Work to complete: Please pull out every line of the records below that contains the word "wooden", copying each one unchanged.

Information supplied:
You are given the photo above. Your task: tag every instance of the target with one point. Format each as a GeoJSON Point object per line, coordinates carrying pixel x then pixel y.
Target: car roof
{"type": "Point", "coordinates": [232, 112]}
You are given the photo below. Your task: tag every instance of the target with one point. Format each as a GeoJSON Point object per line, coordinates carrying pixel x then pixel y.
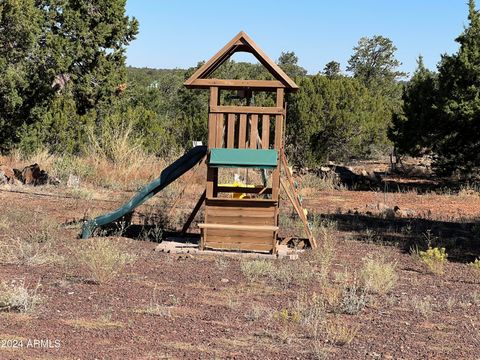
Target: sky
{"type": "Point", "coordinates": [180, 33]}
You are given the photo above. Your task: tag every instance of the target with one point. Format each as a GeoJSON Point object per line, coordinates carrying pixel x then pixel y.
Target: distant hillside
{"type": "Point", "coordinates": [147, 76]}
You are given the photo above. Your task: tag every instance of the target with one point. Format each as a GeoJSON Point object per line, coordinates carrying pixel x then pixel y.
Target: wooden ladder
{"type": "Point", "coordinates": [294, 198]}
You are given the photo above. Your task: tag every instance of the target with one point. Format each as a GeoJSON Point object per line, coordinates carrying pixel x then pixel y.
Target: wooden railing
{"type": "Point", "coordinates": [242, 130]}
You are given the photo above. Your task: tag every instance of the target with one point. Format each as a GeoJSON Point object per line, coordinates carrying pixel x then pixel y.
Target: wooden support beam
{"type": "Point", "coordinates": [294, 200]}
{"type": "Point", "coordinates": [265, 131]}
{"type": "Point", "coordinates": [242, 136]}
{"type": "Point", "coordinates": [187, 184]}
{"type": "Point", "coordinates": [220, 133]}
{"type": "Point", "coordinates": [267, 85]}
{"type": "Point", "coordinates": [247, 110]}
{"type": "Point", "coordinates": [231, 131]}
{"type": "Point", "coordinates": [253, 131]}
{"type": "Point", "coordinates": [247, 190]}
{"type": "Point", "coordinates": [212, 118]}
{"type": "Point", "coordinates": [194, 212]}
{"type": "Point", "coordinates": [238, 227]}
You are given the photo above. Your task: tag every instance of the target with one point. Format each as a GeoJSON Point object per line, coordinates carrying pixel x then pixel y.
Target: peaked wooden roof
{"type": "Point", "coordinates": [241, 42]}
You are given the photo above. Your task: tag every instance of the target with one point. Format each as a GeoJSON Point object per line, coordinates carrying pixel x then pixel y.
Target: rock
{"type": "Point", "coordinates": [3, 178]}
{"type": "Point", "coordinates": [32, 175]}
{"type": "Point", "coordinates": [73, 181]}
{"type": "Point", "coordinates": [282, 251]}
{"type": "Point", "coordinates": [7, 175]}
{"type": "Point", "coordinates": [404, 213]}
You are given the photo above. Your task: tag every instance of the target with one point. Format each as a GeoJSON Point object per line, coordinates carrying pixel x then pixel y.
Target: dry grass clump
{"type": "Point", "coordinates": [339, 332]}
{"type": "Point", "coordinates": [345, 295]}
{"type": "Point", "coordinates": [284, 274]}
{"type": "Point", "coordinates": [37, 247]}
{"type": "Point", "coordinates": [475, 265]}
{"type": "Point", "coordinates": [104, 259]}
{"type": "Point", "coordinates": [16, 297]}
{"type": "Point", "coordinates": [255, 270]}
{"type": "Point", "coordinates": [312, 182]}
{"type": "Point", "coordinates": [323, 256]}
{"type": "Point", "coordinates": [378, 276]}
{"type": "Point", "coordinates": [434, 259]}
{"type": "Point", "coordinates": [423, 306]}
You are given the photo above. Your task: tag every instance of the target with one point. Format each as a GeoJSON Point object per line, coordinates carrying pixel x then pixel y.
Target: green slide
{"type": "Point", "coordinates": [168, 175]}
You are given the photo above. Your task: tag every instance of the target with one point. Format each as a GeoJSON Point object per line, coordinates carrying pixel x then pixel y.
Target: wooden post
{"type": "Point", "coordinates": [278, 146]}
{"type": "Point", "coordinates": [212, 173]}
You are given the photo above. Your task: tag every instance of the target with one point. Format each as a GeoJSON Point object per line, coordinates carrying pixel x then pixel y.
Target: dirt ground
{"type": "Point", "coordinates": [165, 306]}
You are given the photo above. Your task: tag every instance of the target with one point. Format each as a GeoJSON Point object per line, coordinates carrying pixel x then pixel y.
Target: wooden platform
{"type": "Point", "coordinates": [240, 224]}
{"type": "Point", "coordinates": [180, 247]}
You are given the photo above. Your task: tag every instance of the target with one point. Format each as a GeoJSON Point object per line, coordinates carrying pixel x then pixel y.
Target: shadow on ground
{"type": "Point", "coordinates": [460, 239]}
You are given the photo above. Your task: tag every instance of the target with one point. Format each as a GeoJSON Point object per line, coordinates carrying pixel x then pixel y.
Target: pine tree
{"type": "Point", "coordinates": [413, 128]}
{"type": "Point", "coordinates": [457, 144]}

Task result:
Target: wooden ladder
Target: wooden railing
Target: wooden support beam
Target: peaked wooden roof
Target: wooden post
Target: wooden platform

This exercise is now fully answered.